Repeat every record exactly, but keep images out of the copy.

**** EXCERPTED DATA ****

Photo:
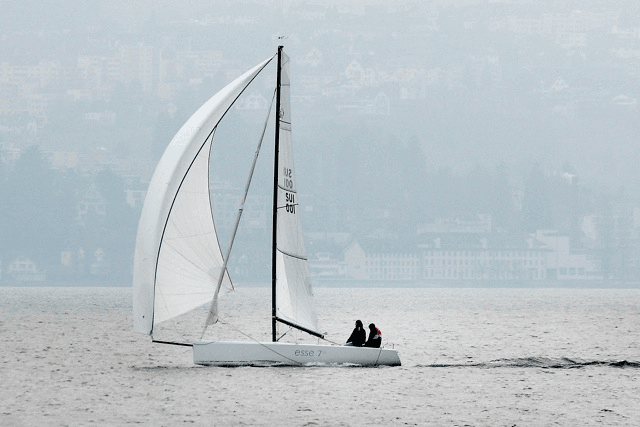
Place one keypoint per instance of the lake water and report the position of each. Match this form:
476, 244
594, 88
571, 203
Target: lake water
477, 357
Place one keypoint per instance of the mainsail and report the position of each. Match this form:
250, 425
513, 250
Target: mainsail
177, 258
294, 296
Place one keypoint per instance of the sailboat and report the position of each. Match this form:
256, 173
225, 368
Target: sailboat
178, 262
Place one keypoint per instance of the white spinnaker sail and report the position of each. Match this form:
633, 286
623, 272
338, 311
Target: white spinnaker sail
177, 256
294, 295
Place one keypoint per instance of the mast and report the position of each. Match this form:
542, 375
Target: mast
275, 200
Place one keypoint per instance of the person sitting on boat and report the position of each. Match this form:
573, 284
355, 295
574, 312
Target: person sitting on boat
358, 336
375, 337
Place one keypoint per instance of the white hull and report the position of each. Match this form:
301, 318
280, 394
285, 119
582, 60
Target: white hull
239, 353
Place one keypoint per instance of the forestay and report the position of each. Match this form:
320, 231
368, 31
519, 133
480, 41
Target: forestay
178, 258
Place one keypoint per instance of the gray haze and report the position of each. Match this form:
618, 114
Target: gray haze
435, 141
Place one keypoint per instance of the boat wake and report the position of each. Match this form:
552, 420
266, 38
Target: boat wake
538, 362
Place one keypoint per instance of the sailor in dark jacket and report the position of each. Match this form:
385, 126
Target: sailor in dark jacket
375, 337
358, 336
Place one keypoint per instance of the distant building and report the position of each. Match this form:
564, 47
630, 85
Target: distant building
24, 269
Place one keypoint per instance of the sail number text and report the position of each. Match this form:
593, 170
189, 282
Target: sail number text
290, 200
308, 353
287, 175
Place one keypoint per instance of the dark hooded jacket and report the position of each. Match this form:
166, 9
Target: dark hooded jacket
358, 336
375, 337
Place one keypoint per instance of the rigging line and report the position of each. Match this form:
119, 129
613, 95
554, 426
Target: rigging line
378, 358
258, 342
303, 258
238, 217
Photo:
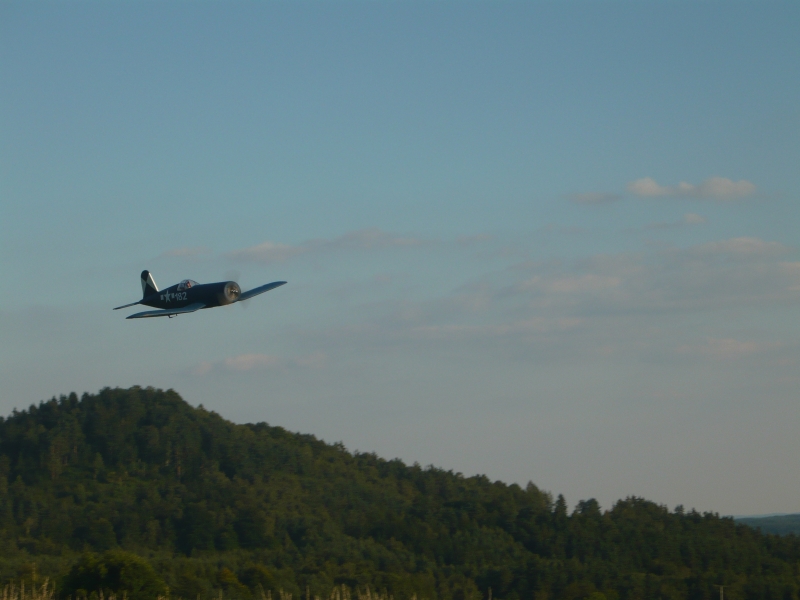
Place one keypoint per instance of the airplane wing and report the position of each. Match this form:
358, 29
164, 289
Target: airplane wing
168, 312
260, 290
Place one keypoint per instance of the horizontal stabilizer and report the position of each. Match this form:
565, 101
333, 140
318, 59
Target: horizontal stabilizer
260, 290
168, 312
127, 305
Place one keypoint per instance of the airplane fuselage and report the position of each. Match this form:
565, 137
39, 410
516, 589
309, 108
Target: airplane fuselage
210, 294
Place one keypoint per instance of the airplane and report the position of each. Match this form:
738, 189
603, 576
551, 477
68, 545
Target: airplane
189, 296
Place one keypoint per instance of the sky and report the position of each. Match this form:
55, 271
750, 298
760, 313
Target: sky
541, 241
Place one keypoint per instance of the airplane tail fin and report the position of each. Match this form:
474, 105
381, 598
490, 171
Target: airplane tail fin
149, 286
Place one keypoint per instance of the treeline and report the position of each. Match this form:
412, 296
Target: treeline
137, 481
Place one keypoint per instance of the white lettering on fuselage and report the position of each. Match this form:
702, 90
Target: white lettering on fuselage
170, 296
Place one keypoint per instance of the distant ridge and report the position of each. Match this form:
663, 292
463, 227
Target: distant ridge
778, 524
176, 496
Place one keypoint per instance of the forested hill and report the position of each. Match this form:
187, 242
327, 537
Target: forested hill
212, 506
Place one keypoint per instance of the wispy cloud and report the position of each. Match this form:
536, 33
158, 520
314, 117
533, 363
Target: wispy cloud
261, 362
727, 348
599, 305
689, 219
362, 240
714, 188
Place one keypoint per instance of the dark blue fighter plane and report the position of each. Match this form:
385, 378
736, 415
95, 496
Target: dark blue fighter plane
189, 296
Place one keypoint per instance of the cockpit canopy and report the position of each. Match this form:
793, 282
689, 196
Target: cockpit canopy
186, 284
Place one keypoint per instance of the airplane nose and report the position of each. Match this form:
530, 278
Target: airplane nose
232, 291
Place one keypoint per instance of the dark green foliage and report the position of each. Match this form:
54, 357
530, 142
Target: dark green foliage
116, 572
215, 506
781, 524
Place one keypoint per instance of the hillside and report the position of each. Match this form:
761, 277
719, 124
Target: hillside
211, 505
779, 524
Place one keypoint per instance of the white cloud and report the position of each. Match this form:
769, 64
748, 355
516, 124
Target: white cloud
687, 219
727, 348
715, 188
247, 362
266, 252
261, 362
740, 248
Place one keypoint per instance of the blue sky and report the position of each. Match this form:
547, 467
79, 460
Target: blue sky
542, 241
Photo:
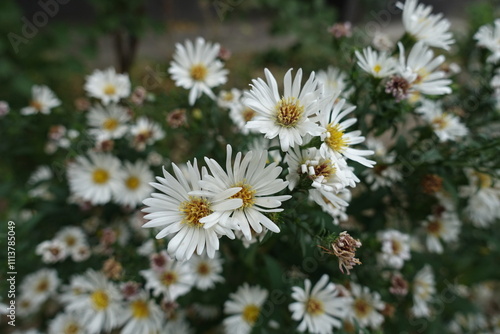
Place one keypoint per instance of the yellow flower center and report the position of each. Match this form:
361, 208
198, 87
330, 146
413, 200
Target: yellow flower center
110, 89
289, 111
195, 209
335, 137
362, 308
100, 300
314, 307
251, 313
168, 278
100, 176
198, 72
132, 182
246, 194
110, 124
140, 309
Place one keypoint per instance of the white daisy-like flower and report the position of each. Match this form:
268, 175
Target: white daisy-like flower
319, 309
419, 69
174, 280
286, 117
107, 122
324, 173
145, 132
379, 65
52, 251
196, 218
444, 227
333, 82
42, 101
143, 316
40, 285
97, 301
445, 125
207, 271
196, 67
257, 183
431, 29
335, 204
67, 323
488, 37
244, 308
134, 187
96, 178
107, 85
424, 288
366, 307
336, 143
395, 248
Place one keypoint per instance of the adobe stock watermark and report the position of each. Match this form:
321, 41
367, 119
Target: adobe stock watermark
30, 28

****

▸ COMPLETE ANSWER:
Photo:
Place one keypoint per instance of the lake water and report the position of each. Match this form:
476, 244
594, 88
571, 203
Target: lake water
477, 357
Place one keypoint per instance of the mainsail and report the position of each. Match this form:
250, 425
513, 250
Target: mainsail
177, 258
294, 296
Place one keypoint per instance of the sailboat and report the position of each. Match this form:
256, 173
225, 368
Target: sailboat
178, 262
Place one keypoint per instance of the white spinnaker sail and report the position of each. Match this form:
633, 286
623, 272
338, 311
Target: white spinnaker sail
177, 256
294, 295
Place one keypoint per instance of the mast and report the position of each. Match this form:
542, 375
Target: mast
275, 200
Place one keypoint per instance of the person sitting on boat and report the position of each. Match this form:
573, 284
355, 295
574, 312
Target: person sitting on boat
358, 336
375, 337
Place one keypoint per instance of the white hull and report the position of each. Match this form:
301, 318
280, 394
285, 119
582, 60
Target: white hull
239, 353
Place one keypoint per instance of the forestay and report the position of each. Match this form:
320, 231
368, 31
519, 133
480, 41
Target: forestay
178, 258
Place one keypoint per instance of the gray haze and report the position of each. Match this form:
618, 114
Target: gray haze
435, 141
Place one keypoint per instance of the boat wake and report the position of each. Match this form:
552, 420
266, 38
Target: boat wake
538, 362
Place one keypoint per instance of the sailor in dark jacket and report the position of each. Match this form:
385, 126
Target: sailor in dark jacket
375, 337
358, 336
Place one keypoint per instance of the distant building and report the position of each. Match this form:
564, 47
630, 85
Target: distant building
24, 269
Place one keypoint per instance of the sail number text and report the position of each. Match this form:
593, 170
189, 282
Target: sail number text
290, 200
308, 353
287, 175
Place one keypoint per instance of the dark hooded jacket and report the position of each. Match this form:
166, 9
Target: dark hooded jacket
358, 336
375, 337
Place one keypoint per instance of the rigging line and report the position of each. Match this form:
119, 129
613, 95
554, 426
Target: rigging line
378, 358
258, 342
303, 258
238, 217
Photo:
Place one keypoint per instance of the airplane wing and report the position of each. Match this form:
358, 29
164, 289
Target: airplane wing
168, 312
260, 290
Place one keypoint per instance of the horizontal stabilizer and report the position of each. Match this form:
565, 101
333, 140
318, 59
Target: horizontal stabilizer
260, 290
168, 312
127, 305
Place one keypoint per instance of the airplane fuselage and report the position of each. Match this form:
565, 137
39, 410
516, 589
309, 108
Target: airplane fuselage
210, 294
Place one keypoint per instance of the airplane and report the position of each. Match this form:
738, 189
603, 576
551, 477
68, 545
Target: airplane
189, 296
Place one keypoint per instance of the sky and report the position of each. Match this form:
55, 271
750, 298
760, 313
Target: sky
541, 241
Place one keypoint per instance of the airplane tail fin and report the position of each. Match this form:
474, 105
381, 598
490, 171
Target: airplane tail fin
149, 286
Place one keypoint per instance of the treeline and report the position of each. Match this form:
412, 296
Target: treeline
137, 481
Place one keypoint per instance of the white lettering on fuselage and report the position of each. Match this form:
702, 90
Target: white lettering on fuselage
170, 296
Place one keypoint per instance of the distant ridge and report the position of each. Match this form:
663, 292
463, 227
Target: distant ridge
778, 524
176, 496
Place one keypoint per instance of the forested hill and report the position of each. Match this form:
187, 242
327, 537
Target: forested hill
212, 506
Place one keypoint per instance of the wispy cloud and report the position of each. Match this form:
536, 33
158, 520
314, 117
533, 363
Target: wispy cloud
261, 362
727, 348
599, 305
689, 219
362, 240
714, 188
Place one keypoint per instance of the dark blue fighter plane and report the position of each. Match this form:
385, 378
736, 415
95, 496
Target: dark blue fighter plane
189, 296
Place one keypoint per instance of the cockpit canopy and report the position of each. Match this form:
793, 282
689, 196
Target: cockpit canopy
186, 284
Place one keypoint per instance of the airplane nose and report the position of each. Match this form:
530, 278
Target: airplane nose
232, 291
Place one keypoint per instance of the dark green foliage and report the position of each. Match this form:
54, 357
530, 142
Target: dark green foliage
116, 572
215, 506
781, 524
Place one keypoint per instance of the hillside and report the position of each. Match this form:
761, 277
719, 124
Target: hillside
211, 505
779, 524
Place one keypoint per instance of the white cloud and report the position of each. Match this form:
769, 64
748, 355
516, 124
Target: white cloud
687, 219
727, 348
715, 188
247, 362
266, 252
261, 362
740, 248
Place one keypoint per instance of the blue sky and report the position of each. Match this form:
547, 467
79, 460
Target: blue sky
542, 241
Photo:
Place one keypoint per instance of the yellow flower center and report the position of each. Match this form:
361, 208
198, 87
330, 146
413, 200
Target: yellow flower center
110, 89
289, 111
195, 209
335, 137
362, 308
100, 300
314, 307
251, 313
168, 278
100, 176
198, 72
132, 182
246, 194
110, 124
140, 309
Place one keypoint per instance of the white daisy-like flower and report the position of each. Match this form:
268, 175
Target: white daisy-like flower
319, 309
419, 69
174, 280
286, 117
107, 122
324, 173
145, 132
379, 65
52, 251
196, 218
444, 227
333, 82
42, 101
143, 316
40, 285
97, 301
445, 125
207, 271
196, 67
257, 183
431, 29
335, 204
67, 323
488, 37
244, 308
134, 187
96, 178
107, 85
424, 288
366, 307
336, 143
395, 248
Place one keypoint per instance of the adobe stock watermark and report the position of each. Match this form:
321, 41
367, 119
Target: adobe stock watermark
30, 28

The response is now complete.